Update everything from the line containing "Please place a point on the player's hand" down to the line containing "column 233, row 375" by putting "brand logo" where "adidas logo" stands. Write out those lines in full with nothing else changed.

(Items listed in a dataset)
'''

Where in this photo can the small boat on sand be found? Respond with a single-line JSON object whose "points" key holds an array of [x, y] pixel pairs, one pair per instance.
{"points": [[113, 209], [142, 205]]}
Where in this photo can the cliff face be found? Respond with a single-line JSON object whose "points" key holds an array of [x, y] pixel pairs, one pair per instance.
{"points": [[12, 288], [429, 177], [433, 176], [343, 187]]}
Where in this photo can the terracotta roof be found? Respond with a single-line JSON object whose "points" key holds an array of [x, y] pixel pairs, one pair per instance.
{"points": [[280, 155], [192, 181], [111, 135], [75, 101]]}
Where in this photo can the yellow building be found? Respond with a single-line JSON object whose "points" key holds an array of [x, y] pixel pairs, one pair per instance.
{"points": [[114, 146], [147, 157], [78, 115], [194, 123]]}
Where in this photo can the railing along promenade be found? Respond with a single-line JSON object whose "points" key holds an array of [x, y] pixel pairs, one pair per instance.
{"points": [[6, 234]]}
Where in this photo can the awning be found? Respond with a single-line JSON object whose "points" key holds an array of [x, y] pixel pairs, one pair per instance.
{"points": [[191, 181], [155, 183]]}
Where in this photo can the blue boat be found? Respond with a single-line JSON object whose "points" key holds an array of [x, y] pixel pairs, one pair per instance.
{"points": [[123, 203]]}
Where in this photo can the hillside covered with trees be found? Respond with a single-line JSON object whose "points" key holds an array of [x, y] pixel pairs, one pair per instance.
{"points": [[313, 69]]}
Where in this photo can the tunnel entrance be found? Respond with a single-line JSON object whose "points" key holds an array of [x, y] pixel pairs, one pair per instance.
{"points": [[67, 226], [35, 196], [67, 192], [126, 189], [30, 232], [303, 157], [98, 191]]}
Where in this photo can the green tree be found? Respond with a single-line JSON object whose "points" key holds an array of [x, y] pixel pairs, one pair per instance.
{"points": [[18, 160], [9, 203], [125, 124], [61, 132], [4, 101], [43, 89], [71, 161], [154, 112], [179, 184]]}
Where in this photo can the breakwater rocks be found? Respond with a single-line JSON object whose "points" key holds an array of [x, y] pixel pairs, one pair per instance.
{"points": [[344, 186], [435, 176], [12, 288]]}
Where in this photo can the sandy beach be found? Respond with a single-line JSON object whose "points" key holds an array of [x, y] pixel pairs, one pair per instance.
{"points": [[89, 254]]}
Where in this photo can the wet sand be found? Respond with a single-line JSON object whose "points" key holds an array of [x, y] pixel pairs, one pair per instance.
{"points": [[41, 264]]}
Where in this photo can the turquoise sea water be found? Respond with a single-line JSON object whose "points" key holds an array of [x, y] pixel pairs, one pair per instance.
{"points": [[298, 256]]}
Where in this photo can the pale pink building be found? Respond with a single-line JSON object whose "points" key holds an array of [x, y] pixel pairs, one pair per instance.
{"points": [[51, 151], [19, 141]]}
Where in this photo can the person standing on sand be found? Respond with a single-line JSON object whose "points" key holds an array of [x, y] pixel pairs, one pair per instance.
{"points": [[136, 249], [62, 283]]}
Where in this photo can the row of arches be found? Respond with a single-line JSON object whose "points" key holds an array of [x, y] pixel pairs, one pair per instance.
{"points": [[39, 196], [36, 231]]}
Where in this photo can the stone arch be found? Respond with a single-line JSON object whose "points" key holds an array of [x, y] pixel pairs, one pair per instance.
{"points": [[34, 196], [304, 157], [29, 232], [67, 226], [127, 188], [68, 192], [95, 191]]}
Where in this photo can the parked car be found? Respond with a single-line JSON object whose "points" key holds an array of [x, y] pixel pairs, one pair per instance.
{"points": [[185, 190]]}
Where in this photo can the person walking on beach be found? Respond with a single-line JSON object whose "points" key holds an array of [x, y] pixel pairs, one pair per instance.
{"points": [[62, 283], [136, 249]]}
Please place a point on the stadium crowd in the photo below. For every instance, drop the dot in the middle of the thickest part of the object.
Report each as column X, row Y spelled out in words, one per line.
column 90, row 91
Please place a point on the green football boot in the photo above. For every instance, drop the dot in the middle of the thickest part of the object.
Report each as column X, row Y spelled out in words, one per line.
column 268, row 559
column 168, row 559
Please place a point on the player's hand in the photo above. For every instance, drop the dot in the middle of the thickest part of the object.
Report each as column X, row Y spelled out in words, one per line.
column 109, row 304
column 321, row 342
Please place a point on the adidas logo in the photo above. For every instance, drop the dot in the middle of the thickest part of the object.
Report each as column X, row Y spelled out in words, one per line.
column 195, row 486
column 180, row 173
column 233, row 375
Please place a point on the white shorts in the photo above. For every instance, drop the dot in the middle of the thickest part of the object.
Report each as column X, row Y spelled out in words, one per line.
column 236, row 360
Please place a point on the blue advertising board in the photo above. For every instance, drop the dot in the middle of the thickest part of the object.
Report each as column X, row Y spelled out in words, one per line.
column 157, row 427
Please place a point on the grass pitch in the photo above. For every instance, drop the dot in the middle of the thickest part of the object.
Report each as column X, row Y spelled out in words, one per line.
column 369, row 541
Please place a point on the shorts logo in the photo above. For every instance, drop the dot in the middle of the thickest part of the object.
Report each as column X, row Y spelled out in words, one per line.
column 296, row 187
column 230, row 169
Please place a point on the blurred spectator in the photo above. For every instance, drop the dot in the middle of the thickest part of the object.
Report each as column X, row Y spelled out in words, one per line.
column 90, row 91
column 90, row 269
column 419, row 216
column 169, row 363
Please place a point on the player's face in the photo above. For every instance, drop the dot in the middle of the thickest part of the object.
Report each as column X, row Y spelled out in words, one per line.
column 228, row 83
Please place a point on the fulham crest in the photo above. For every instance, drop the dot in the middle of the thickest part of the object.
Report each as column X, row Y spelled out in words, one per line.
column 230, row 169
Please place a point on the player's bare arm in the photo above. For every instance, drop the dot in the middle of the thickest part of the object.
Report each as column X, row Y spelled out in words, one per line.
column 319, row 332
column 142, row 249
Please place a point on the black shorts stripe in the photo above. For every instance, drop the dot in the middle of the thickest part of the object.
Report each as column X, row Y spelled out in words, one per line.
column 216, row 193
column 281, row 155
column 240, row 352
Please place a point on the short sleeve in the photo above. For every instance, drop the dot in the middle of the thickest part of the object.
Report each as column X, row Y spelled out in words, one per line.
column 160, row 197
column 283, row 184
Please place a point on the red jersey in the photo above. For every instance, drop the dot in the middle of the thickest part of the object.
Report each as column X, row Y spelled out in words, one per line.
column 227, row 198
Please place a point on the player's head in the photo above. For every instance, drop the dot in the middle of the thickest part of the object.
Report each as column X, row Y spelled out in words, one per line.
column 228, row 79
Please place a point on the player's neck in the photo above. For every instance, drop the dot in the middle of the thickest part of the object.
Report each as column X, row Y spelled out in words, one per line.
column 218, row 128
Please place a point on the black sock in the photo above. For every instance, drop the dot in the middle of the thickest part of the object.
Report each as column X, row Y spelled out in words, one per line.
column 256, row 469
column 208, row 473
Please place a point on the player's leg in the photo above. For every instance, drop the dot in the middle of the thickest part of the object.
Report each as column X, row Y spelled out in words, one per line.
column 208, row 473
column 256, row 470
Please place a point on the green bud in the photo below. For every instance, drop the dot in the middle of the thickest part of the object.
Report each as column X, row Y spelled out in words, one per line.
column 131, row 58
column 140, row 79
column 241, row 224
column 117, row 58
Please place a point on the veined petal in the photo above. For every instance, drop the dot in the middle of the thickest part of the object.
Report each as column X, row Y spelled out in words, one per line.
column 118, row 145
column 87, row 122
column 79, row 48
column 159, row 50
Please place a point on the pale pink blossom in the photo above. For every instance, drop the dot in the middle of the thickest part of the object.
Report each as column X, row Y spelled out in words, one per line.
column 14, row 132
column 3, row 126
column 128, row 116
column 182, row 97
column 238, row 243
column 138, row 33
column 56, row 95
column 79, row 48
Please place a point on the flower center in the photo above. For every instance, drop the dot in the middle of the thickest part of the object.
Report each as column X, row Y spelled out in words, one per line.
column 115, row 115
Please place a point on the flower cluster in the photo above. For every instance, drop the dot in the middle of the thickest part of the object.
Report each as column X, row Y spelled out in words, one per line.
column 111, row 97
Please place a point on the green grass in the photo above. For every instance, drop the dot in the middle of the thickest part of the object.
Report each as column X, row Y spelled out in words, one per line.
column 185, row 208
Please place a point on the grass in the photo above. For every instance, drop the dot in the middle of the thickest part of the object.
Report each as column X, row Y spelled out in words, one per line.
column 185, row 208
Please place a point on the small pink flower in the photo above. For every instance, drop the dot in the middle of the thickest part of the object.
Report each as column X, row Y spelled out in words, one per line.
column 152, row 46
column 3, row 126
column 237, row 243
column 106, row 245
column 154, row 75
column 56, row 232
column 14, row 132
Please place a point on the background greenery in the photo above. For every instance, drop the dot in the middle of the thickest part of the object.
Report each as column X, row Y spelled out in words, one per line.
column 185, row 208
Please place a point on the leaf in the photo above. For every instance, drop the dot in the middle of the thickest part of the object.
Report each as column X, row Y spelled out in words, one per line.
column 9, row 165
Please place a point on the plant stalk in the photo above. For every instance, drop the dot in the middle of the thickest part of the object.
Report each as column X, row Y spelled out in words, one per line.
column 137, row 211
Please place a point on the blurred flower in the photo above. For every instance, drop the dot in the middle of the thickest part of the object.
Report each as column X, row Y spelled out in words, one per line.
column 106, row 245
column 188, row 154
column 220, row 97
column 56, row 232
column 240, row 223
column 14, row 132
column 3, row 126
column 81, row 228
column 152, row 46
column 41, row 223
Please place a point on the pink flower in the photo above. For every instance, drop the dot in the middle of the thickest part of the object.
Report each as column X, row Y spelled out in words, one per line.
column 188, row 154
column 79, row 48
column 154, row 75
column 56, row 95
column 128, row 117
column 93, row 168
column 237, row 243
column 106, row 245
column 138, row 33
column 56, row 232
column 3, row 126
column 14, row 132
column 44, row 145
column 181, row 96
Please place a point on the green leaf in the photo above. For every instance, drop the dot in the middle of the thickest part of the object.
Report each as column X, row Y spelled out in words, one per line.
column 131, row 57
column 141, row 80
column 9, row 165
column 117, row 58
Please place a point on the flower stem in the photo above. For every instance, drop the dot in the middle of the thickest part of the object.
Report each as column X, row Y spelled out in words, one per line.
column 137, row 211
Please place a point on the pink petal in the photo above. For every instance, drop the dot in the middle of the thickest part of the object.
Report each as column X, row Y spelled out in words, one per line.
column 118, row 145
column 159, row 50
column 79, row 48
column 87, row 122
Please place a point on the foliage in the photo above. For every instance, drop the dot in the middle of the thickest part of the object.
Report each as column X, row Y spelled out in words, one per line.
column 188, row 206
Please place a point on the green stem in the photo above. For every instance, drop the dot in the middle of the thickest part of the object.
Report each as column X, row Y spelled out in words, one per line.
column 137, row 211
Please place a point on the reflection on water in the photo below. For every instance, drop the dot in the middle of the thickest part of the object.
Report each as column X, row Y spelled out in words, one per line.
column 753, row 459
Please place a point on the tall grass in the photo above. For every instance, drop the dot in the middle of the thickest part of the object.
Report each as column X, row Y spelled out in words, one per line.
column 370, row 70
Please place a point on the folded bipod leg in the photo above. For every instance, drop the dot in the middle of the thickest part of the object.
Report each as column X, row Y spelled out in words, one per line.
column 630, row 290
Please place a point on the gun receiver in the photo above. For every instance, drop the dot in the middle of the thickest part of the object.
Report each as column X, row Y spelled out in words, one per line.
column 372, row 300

'''

» **Exercise output**:
Please place a point on the player's hand in the photo above. For every instance, drop the dot in the middle of the thickest part of the object.
Report each as column X, row Y spelled out in words, one per line.
column 109, row 304
column 321, row 342
Please place a point on the brand logo in the photo above. For every instance, drop the dot in the middle of the thickest part of the object.
Report each as column X, row Y spelled out in words, one per line.
column 195, row 486
column 180, row 173
column 233, row 375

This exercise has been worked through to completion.